> [WORK TO BE COMPLETED]
Pictures stay out of the copy; set down each line of the listing below exactly.
================
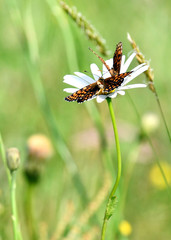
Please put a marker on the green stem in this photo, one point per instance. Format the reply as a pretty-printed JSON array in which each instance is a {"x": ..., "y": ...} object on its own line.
[
  {"x": 162, "y": 114},
  {"x": 12, "y": 184},
  {"x": 111, "y": 200},
  {"x": 13, "y": 204}
]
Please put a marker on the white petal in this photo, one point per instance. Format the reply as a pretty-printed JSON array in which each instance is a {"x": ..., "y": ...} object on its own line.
[
  {"x": 70, "y": 90},
  {"x": 125, "y": 66},
  {"x": 112, "y": 95},
  {"x": 135, "y": 74},
  {"x": 101, "y": 98},
  {"x": 75, "y": 81},
  {"x": 95, "y": 71},
  {"x": 85, "y": 77},
  {"x": 138, "y": 85}
]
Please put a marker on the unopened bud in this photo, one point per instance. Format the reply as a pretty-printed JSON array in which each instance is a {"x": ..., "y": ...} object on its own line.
[{"x": 13, "y": 158}]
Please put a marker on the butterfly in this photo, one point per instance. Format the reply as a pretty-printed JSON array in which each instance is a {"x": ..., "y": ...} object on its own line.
[{"x": 103, "y": 86}]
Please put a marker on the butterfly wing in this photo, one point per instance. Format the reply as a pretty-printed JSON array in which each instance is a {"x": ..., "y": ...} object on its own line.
[
  {"x": 112, "y": 83},
  {"x": 117, "y": 58},
  {"x": 84, "y": 93}
]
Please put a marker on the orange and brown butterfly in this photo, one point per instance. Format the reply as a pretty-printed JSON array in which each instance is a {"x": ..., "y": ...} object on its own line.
[{"x": 103, "y": 86}]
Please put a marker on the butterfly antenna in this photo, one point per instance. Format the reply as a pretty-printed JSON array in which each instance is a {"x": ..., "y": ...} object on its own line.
[{"x": 101, "y": 59}]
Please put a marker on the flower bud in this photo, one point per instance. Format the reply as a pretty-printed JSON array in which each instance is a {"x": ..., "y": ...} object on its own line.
[{"x": 13, "y": 159}]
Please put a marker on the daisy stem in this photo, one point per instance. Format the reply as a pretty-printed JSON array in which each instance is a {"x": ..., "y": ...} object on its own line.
[
  {"x": 111, "y": 201},
  {"x": 12, "y": 184},
  {"x": 162, "y": 114}
]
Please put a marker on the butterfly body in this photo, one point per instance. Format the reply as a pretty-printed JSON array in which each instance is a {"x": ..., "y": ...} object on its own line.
[{"x": 103, "y": 86}]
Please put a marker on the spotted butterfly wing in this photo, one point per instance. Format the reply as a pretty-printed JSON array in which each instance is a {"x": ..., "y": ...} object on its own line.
[
  {"x": 117, "y": 58},
  {"x": 107, "y": 85},
  {"x": 84, "y": 93},
  {"x": 112, "y": 83}
]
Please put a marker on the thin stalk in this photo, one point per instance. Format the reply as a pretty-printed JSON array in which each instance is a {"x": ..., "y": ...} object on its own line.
[
  {"x": 12, "y": 184},
  {"x": 16, "y": 230},
  {"x": 3, "y": 157},
  {"x": 162, "y": 114},
  {"x": 111, "y": 201}
]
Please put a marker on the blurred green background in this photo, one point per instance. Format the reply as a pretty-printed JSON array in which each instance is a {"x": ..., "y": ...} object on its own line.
[{"x": 40, "y": 47}]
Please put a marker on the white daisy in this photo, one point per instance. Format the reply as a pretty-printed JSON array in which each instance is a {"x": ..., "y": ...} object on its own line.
[{"x": 80, "y": 80}]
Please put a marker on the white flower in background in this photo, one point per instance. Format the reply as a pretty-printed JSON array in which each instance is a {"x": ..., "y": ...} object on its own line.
[{"x": 80, "y": 80}]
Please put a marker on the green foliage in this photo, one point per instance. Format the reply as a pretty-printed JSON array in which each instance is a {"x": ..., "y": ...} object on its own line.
[{"x": 39, "y": 44}]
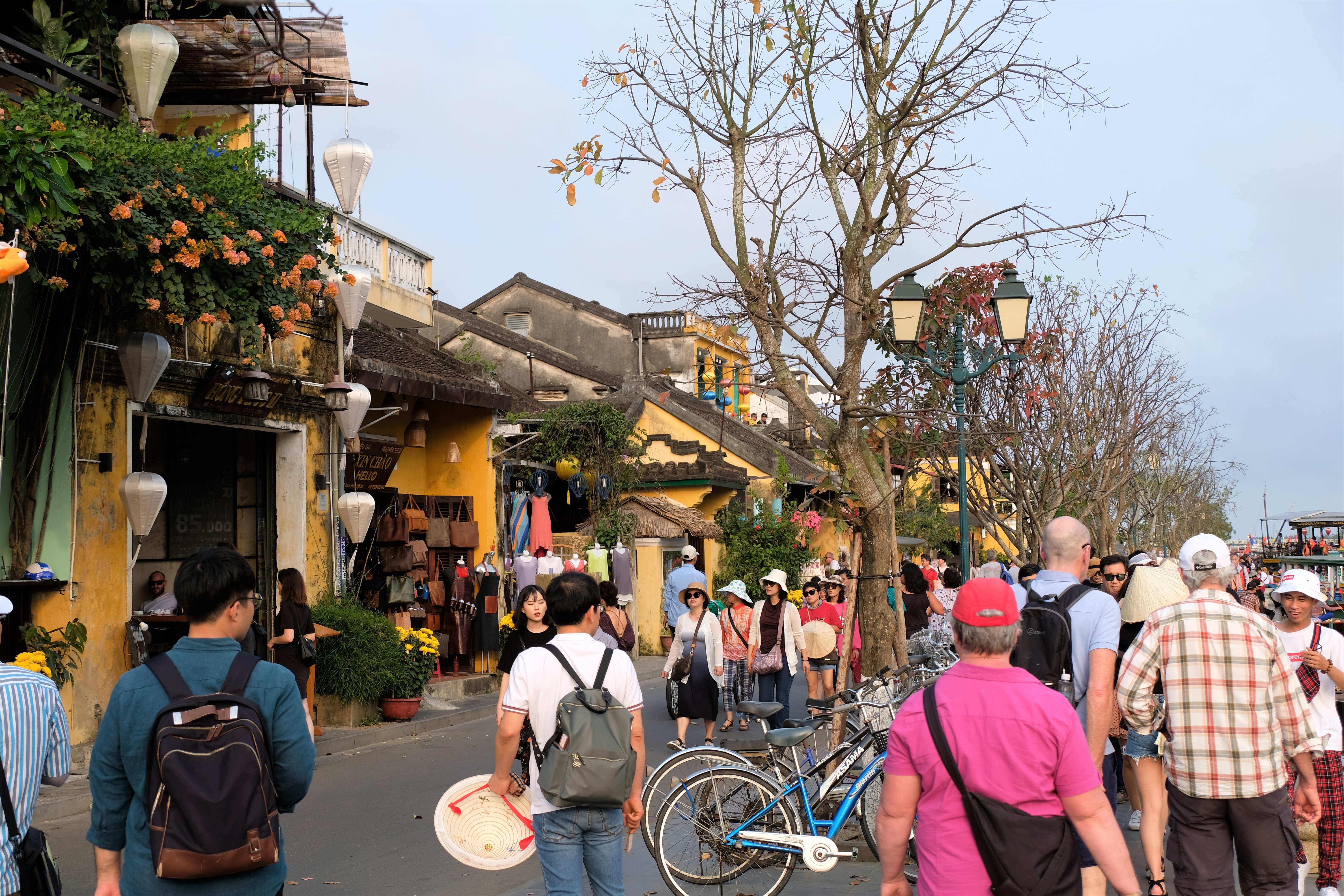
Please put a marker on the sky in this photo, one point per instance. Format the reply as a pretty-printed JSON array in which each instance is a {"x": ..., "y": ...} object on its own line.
[{"x": 1226, "y": 132}]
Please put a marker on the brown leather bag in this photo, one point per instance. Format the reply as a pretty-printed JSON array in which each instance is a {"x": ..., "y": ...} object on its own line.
[
  {"x": 437, "y": 535},
  {"x": 393, "y": 528},
  {"x": 463, "y": 528},
  {"x": 416, "y": 518},
  {"x": 397, "y": 558}
]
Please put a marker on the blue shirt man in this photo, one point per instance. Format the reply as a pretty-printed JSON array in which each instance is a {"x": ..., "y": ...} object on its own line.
[
  {"x": 678, "y": 579},
  {"x": 118, "y": 766}
]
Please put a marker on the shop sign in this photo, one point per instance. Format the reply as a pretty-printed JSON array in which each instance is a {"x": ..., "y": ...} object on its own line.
[
  {"x": 372, "y": 468},
  {"x": 222, "y": 393}
]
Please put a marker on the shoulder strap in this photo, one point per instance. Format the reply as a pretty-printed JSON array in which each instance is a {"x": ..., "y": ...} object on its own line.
[
  {"x": 566, "y": 666},
  {"x": 940, "y": 739},
  {"x": 166, "y": 671},
  {"x": 241, "y": 671}
]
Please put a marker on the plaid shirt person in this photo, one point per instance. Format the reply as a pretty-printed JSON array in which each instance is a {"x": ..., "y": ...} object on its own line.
[{"x": 1234, "y": 707}]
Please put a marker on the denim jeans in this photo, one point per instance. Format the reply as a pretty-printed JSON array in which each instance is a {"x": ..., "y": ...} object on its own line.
[
  {"x": 573, "y": 840},
  {"x": 775, "y": 688}
]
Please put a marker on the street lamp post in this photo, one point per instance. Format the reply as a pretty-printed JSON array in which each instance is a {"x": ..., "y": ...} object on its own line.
[{"x": 1013, "y": 308}]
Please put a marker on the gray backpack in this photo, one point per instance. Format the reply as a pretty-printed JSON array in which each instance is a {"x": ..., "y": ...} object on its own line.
[{"x": 588, "y": 761}]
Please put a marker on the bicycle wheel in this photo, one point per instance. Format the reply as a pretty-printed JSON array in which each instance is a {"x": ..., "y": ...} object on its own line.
================
> [ANSWER TO THIS PROBLEM]
Please put a marker on the green stem in this photo, one point per instance. Format the reply as a pretty-printed JSON array in which each instance is a {"x": ..., "y": ...} object on its own line.
[
  {"x": 162, "y": 114},
  {"x": 12, "y": 184},
  {"x": 111, "y": 200},
  {"x": 13, "y": 204}
]
Please put a marker on the white petal in this photo, one point per instance. Format the reply as a pretty-printed JSON array in which each instance is a {"x": ..., "y": ...} object on its own line.
[
  {"x": 70, "y": 90},
  {"x": 125, "y": 66},
  {"x": 112, "y": 95},
  {"x": 135, "y": 74},
  {"x": 101, "y": 98},
  {"x": 75, "y": 81},
  {"x": 95, "y": 71},
  {"x": 85, "y": 77},
  {"x": 138, "y": 85}
]
Please put a marker on the unopened bud in this photo, one point per instance. Format the reply as a pretty-printed JSON array in which each instance is a {"x": ..., "y": ...} object on its own line.
[{"x": 13, "y": 158}]
Please put a marker on the butterfly in this photo, one point per instance. Format the reply as a pretty-printed JSON array in which each instance is a {"x": ..., "y": ...} object on its own line.
[{"x": 103, "y": 86}]
Please put a marker on the butterfly wing in this photo, one point per instance. Format the reply as a pretty-printed JSON array in which each instance is a {"x": ..., "y": ...} object on its own line.
[
  {"x": 112, "y": 83},
  {"x": 117, "y": 58},
  {"x": 84, "y": 93}
]
Please put a marker on the orange and brown butterfly in this photo, one point per instance. Format the reply as a pretty-printed JSON array in which each instance is a {"x": ..., "y": ...} object on its own line.
[{"x": 103, "y": 86}]
Please put a marker on the butterfly antenna in this photo, one point per instance. Format the reply as a pretty-printed JSON array in which each instance is a {"x": ..., "y": ...} object on its own line.
[{"x": 101, "y": 59}]
Please put a marker on the flower bud in this photo, one point per instance. Format the reply as a pretty-printed JSON array in which each instance is a {"x": ..., "y": ...} object on its own line.
[{"x": 13, "y": 159}]
Please put a marker on the daisy stem in this photo, one point per instance. Format the reply as a pretty-printed JSON array in which each instance is a {"x": ..., "y": ...} object on its own line.
[
  {"x": 111, "y": 201},
  {"x": 12, "y": 184},
  {"x": 162, "y": 114}
]
Please put a marker on the butterfly body in this photo, one point per instance. Format the reply as a pretty-printed JSON array in which each instance is a {"x": ..., "y": ...} object on its own line.
[{"x": 103, "y": 86}]
Please put a marker on the spotted butterfly wing in this photo, one point per instance. Format the reply as a pretty-printed JSON array in which each instance is a {"x": ..., "y": ...} object on its own line.
[
  {"x": 117, "y": 58},
  {"x": 107, "y": 85},
  {"x": 84, "y": 93},
  {"x": 112, "y": 83}
]
Please put a marker on the thin stalk in this photo, one point per instance. Format the reply as a pretty-printed JSON array in which each instance is a {"x": ..., "y": ...} object on its own line.
[
  {"x": 12, "y": 184},
  {"x": 16, "y": 230},
  {"x": 3, "y": 157},
  {"x": 162, "y": 114},
  {"x": 111, "y": 201}
]
Please put a marker on the blurred green background in this photo, one point per instance. Format the reply as a pretty-printed JSON array in which each instance is a {"x": ..., "y": ...} object on its own line.
[{"x": 40, "y": 47}]
Please put a marker on the white daisy in this photo, one point per instance. Format the reply as a pretty-printed JSON array in which each instance is a {"x": ..., "y": ...} object on its own line.
[{"x": 80, "y": 80}]
Please put a marker on the white flower in background in this photo, one point per instance. Format the reply as a pretty-printed JSON array in which each instance is a {"x": ..., "y": ...} object on its own line.
[{"x": 80, "y": 80}]
Please put a marker on the green foliage in this photo, one point per instance. Format the reply as a pretty-printed JSON array in which each instance is a {"x": ..., "y": ...} object on its own line.
[{"x": 39, "y": 44}]
Please put a marker on the sky in this photo, one point per instance. Format the reply as a pretty-printed JSON array in which each instance is a {"x": ..., "y": ...} object on its own line.
[{"x": 1226, "y": 132}]
Please put a marker on the brown leather bag in this photo, one point per instance. Format the reply as a pretty-printed JSON array in which each instance is a {"x": ..., "y": ...} object on its own line.
[
  {"x": 437, "y": 535},
  {"x": 393, "y": 528},
  {"x": 463, "y": 528},
  {"x": 416, "y": 518},
  {"x": 397, "y": 558}
]
Please put a marker on the blue shirt man in this photo, one point per instance. Format the reply as a pretty-printed JSON array in which each instance is a {"x": ..., "y": ...} object on its own line.
[
  {"x": 678, "y": 579},
  {"x": 118, "y": 766}
]
Please put a marker on the shop sign in this photo, one point per instance. Format the reply as a pretty-printed JSON array in which each instance is a {"x": ..., "y": ...} object on its own line.
[
  {"x": 372, "y": 468},
  {"x": 222, "y": 393}
]
Please put a marker on the shoulder strap in this photo, one point per instance. Format the reply as a pretty-printed JSON array in which each instance is a {"x": ..., "y": ...} object on its own line.
[
  {"x": 566, "y": 666},
  {"x": 940, "y": 739},
  {"x": 166, "y": 671},
  {"x": 241, "y": 671}
]
Please put a marker on the plaid shirt person in this photo, one point per instance. Format the reply as a pretty-printed JSON array in which each instance is a {"x": ..., "y": ...} object on its own line.
[{"x": 1234, "y": 707}]
Please put a marker on the denim jeans in this photo, one point per instance. Format the reply as a pretty-printed JSON array in which each instance is a {"x": ..., "y": ...} object on its own line.
[
  {"x": 573, "y": 840},
  {"x": 775, "y": 688}
]
Please put a marker on the street lamp post in this photo, one point per instance. Format the reply as a pretty-printed JSON array in which each instance is a {"x": ..., "y": ...} object on its own line.
[{"x": 1013, "y": 308}]
Please put a marker on the gray backpack in this photo, one point per instance. Format the reply as a pretty-printed JSON array in which each instance is a {"x": ..., "y": ...} object on its own line.
[{"x": 588, "y": 761}]
Please put a marker on the bicycle wheel in this photo, one point per instance. Format the reply as a pretty-printed JSON array in which each instance is a {"x": ..., "y": ...} object on its own line.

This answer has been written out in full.